Stored dataset items
— begin —

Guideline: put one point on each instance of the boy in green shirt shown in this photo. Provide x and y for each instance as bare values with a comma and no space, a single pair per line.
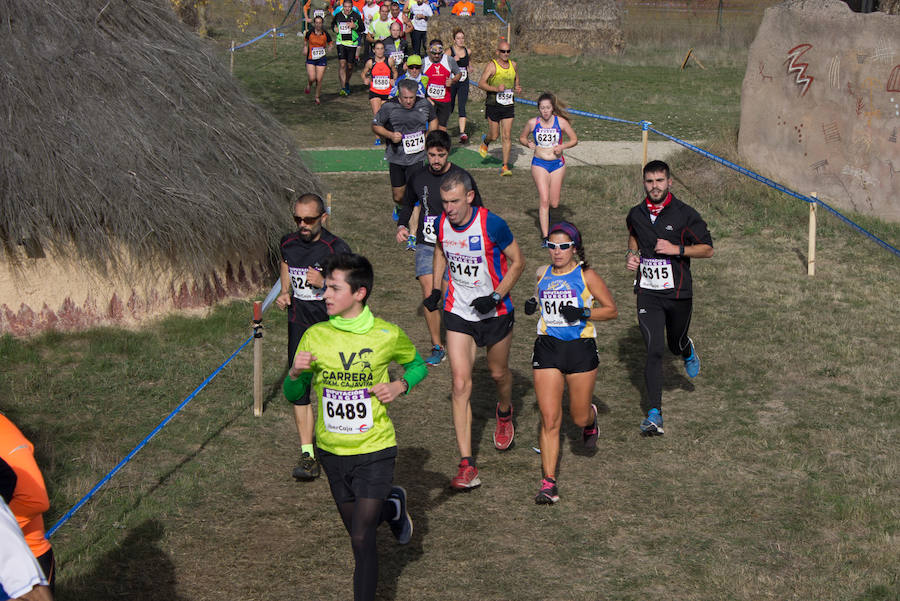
345,360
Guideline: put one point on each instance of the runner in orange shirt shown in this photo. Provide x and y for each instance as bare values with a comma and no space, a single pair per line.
30,500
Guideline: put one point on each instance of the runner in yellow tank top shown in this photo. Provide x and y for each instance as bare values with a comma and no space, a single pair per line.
500,80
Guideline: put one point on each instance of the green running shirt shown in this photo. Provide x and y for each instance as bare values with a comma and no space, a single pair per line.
350,420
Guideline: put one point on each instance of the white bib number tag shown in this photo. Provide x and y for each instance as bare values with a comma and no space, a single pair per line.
414,142
466,271
428,234
551,302
656,274
546,138
347,411
301,286
505,97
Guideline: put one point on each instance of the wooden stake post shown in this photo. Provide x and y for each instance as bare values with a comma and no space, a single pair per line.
811,251
257,359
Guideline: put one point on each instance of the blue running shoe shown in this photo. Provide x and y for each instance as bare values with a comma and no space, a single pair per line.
401,526
692,363
437,355
652,424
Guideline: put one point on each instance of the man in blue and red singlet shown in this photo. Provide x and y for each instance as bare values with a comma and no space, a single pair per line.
484,262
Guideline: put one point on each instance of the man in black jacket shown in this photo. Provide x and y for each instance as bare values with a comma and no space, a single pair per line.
663,235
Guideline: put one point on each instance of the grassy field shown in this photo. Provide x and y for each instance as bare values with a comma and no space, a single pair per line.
777,478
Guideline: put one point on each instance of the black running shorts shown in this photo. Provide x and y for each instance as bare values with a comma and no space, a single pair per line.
366,476
486,332
568,356
400,174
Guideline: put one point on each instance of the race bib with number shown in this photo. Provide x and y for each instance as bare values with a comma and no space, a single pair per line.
301,286
656,274
437,91
414,142
466,271
347,411
546,138
551,302
429,233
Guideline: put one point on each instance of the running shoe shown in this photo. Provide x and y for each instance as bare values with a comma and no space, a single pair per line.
504,432
652,424
437,355
548,495
466,477
401,526
482,150
591,433
692,363
308,468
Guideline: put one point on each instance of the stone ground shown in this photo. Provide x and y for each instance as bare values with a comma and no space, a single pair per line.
588,153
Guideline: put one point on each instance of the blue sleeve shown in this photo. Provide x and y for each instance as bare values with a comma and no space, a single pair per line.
498,231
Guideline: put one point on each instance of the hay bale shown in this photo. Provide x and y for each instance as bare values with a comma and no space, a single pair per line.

— end —

REQUIRED TASK:
Render the lines above as a numbered list, omitting any blank lines and leaving the pictures out of the answer.

FINISHED EXERCISE:
1. Guideline: put one point on each instance of the boy in green shirt shown in this photo. Provide x and y for each instance as bare values with a comma and no space, a single pair per line.
2. 345,360
3. Guideline: put one point on each instance of the runner in orange shirt shown in this photo. Provide x and y for each instance as bare values with a comma and no space, a single pair per line.
4. 30,500
5. Guideline: put one point on each instance of the runner in yellow tank top shown in this photo. Provide x and y for each instance as bare values with a comma and no space, a single pair per line.
6. 500,80
7. Guideline: put one point on each instance of the green running shirt shown in this photo. Provide x and y for each instance as bare values with a comma and no space, a single pair per line.
8. 350,420
9. Guideline: put one point on each instance of the white bib number tag shown in this photo. Provide x and y for each instance as bare values with a comma and no space, a single pair per line.
10. 414,142
11. 466,271
12. 428,234
13. 551,302
14. 656,274
15. 546,138
16. 347,411
17. 301,286
18. 505,97
19. Guideline: put one point on each instance of the wooden stake post shown in this photo. Provide x and y for each instance as bare values with a comma and no space, a single pair per line.
20. 811,251
21. 257,359
22. Guideline: put one point on each instance of the blue running shoe shown in this photo. Provide x and y for each instance as bare values with a comma and no space, a single pair per line.
23. 401,526
24. 692,363
25. 437,355
26. 652,424
27. Guideline: put one point on each instance of the man in blue and red singlet shown in this photo. Provide x and y for each instance as bare values with a comma and no space, a single pair per line.
28. 484,262
29. Guideline: put one point on each instance of the man in black jacket shown in this photo. Provide x and y for each instance as bare values with a comma and no space, a single pair per line.
30. 663,235
31. Guideline: put one point on each instance of the grassy field shown in this photo. Provide x and y for each instance as bare values with a comma and no space, a single pair per line.
32. 777,478
33. Guideline: put one point on each instance of the black running shorts shown in this photo. Provide x and y for each instance as bare values with a comma and no space, a single pair per line.
34. 366,476
35. 486,332
36. 568,356
37. 400,174
38. Guideline: put one point on each instance of the race bib with number shown in this photo. Provide x and y for each instance as bare values with a comma and no space, a single pair per line.
39. 301,286
40. 656,274
41. 437,91
42. 414,142
43. 466,271
44. 347,411
45. 546,138
46. 551,302
47. 429,233
48. Guideline: put one point on each instance of the running shoe shown in this photo. Provide x and y for each instance as bare values with a comma and no space, a single pair per line.
49. 504,432
50. 652,424
51. 437,355
52. 548,495
53. 466,477
54. 401,526
55. 482,150
56. 591,433
57. 692,363
58. 308,468
59. Guideline: put one point on each instance of the stone ground shown in this photo. Provide x and y for each instance as bare values with a comma and no space, a single pair per line.
60. 588,153
61. Guideline: put one point on each instance of the blue sleeve shown in this photo. Provide x and y for each instance as bare values with a comma and no space, a single pair per line.
62. 498,231
63. Guideline: put one point on each instance of the hay bale shown in this photo. Provide x and y for each instance as bare values with a comma and no space, a single pair per line.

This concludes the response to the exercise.